▸ GIVEN REQUEST: Retype each of the following rows exactly as it appears, line for line.

▸ MATERIAL FOR THIS TASK:
start

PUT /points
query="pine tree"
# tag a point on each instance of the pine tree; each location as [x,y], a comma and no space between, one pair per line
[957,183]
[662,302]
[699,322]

end

▸ SOLUTION FOR THIS EXERCISE:
PUT /points
query="pine tree"
# tag a point on each instance of the pine tree; each location as [x,y], a comma and no space between, one pair per line
[957,183]
[662,302]
[699,322]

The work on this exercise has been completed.